►

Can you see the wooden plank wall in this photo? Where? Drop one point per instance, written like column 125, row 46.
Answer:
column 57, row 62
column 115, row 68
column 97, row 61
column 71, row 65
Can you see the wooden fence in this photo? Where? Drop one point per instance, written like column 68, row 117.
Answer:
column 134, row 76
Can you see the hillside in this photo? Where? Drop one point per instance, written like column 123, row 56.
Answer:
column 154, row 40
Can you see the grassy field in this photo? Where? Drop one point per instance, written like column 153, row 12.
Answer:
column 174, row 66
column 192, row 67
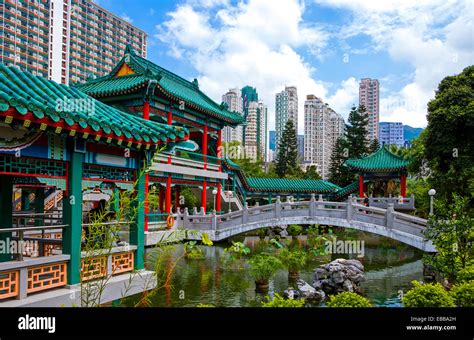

◄

### Exercise directions:
Tell how many lines above contain the word "photo". Nothing but the number is needed.

### Response to this exercise:
4